(Collected data)
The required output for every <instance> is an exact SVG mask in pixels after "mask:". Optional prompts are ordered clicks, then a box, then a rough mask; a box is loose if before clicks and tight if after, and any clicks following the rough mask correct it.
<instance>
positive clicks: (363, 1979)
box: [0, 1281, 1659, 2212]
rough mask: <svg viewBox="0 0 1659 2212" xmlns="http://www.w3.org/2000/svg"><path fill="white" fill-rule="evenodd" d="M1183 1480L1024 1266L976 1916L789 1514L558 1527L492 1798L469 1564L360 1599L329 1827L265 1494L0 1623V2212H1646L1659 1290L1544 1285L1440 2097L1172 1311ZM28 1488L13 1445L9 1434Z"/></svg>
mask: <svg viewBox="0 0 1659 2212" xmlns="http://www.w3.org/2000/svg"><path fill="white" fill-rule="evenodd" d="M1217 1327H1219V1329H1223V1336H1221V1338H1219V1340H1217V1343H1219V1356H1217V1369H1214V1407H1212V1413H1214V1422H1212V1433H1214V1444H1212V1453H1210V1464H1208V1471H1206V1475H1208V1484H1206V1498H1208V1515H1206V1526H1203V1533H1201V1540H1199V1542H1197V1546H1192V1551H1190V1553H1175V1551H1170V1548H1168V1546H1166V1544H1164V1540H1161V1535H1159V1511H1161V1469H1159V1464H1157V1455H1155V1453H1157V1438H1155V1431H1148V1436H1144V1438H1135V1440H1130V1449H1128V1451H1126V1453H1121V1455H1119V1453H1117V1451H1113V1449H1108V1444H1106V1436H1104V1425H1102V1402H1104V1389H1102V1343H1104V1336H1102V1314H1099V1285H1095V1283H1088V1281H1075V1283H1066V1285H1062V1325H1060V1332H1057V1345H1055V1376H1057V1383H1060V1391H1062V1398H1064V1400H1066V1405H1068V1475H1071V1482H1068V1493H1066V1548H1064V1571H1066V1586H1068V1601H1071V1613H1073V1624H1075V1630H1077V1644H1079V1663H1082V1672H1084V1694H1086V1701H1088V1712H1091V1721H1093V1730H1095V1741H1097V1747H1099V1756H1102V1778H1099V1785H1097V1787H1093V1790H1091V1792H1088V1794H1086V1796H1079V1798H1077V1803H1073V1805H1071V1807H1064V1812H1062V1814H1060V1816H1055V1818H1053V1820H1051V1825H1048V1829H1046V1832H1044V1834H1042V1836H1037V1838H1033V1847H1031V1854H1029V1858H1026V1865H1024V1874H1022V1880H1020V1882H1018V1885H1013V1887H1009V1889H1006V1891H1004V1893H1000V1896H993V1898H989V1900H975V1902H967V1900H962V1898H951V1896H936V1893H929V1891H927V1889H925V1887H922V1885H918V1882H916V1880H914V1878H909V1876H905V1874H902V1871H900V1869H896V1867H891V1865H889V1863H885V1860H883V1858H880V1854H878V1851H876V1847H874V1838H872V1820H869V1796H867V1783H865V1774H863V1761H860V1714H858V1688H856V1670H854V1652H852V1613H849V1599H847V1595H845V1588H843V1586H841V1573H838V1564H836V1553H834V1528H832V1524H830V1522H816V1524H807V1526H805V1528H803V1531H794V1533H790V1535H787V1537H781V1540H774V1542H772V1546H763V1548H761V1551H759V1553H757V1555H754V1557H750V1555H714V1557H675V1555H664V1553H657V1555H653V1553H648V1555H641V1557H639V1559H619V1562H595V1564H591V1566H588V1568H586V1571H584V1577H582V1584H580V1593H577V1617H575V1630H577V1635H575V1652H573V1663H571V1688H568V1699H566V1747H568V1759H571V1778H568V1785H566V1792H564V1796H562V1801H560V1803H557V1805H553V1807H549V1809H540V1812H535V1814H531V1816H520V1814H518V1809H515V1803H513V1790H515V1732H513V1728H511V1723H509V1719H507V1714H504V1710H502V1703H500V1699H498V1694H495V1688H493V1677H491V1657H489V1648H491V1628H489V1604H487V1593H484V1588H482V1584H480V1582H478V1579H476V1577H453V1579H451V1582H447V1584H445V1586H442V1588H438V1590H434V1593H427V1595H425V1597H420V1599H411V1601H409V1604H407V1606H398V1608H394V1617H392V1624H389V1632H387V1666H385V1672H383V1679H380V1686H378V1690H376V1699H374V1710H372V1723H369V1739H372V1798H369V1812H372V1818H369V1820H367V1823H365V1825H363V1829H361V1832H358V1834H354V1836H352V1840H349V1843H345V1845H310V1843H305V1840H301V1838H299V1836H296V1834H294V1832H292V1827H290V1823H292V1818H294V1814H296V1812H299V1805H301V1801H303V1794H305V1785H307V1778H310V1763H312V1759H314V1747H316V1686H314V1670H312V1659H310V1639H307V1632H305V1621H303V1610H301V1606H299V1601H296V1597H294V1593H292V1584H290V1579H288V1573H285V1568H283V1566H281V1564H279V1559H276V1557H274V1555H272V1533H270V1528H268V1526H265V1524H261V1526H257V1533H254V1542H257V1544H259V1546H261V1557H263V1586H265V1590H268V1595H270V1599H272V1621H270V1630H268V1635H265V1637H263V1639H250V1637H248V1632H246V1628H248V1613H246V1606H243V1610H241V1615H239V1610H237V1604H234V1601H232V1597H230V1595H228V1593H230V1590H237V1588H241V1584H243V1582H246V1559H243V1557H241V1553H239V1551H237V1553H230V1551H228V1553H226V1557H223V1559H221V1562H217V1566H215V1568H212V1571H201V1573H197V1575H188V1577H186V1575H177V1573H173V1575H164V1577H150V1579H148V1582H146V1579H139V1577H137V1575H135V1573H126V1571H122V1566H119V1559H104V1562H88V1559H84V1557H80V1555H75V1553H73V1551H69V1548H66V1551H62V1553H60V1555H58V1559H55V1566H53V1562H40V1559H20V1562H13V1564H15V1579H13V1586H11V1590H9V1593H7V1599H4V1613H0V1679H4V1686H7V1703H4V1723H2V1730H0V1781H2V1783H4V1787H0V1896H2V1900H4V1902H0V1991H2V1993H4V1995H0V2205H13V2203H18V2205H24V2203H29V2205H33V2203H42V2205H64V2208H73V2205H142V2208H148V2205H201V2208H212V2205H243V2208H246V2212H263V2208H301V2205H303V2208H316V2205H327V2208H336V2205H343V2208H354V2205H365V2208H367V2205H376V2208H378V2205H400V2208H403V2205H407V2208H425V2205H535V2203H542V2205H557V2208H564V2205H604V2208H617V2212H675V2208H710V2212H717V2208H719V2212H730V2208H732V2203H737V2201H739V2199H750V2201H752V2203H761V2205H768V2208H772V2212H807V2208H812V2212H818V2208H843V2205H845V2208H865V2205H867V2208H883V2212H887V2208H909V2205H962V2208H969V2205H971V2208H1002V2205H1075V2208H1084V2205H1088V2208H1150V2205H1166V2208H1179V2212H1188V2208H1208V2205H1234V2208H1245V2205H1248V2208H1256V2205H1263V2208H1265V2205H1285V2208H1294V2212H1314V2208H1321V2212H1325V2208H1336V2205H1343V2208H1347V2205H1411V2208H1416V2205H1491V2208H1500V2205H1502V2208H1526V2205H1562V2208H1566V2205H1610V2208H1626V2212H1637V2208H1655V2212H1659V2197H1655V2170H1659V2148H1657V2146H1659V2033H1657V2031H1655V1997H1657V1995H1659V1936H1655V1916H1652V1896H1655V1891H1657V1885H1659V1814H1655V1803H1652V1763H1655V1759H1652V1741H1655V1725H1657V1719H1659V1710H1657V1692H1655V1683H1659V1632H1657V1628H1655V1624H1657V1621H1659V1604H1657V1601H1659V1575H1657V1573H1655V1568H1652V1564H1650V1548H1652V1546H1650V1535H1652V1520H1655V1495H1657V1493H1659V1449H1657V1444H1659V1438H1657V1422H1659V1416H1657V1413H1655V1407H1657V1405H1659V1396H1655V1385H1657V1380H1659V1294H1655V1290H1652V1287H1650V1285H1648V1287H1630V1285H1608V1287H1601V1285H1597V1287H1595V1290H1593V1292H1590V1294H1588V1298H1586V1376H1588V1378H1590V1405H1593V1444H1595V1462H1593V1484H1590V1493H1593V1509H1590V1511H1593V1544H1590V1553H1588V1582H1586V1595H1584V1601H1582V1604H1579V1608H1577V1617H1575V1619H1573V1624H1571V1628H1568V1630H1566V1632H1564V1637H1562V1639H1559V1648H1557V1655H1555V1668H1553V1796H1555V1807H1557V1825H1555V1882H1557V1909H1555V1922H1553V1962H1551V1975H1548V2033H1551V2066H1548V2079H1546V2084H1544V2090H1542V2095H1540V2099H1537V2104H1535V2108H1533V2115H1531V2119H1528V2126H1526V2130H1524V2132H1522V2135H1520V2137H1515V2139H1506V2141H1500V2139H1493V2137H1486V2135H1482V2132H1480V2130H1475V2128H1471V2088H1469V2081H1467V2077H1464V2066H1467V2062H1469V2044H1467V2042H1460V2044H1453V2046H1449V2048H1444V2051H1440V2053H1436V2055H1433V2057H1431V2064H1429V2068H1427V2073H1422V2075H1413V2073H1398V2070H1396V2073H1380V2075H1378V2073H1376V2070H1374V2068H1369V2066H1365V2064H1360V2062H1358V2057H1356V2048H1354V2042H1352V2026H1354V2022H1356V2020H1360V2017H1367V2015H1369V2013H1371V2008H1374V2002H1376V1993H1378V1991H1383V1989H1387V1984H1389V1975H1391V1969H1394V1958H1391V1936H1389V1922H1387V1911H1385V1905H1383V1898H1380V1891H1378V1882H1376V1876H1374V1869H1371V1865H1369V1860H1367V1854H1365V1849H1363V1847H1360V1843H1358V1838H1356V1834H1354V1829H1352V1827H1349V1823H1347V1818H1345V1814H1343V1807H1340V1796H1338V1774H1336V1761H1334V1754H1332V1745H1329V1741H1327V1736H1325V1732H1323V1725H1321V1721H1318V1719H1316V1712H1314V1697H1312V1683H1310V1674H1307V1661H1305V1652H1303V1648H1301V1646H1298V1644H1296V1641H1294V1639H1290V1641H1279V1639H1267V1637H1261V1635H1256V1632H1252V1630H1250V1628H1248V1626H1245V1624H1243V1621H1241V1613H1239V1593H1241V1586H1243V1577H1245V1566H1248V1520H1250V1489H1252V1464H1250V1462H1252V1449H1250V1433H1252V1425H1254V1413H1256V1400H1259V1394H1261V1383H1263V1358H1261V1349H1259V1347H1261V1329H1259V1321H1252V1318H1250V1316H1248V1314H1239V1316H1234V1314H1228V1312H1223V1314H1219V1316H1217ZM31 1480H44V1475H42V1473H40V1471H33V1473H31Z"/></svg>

§ TASK DESCRIPTION: In the records above, find each line that mentions the string "instance", then copy it.

§ EXERCISE OUTPUT:
The required output for every <instance> is an exact SVG mask in pixels after "mask:". Optional prompts are ordered clicks, then a box, then a rough mask; a box is loose if before clicks and tight if after, and any clicks following the rough mask correct it.
<instance>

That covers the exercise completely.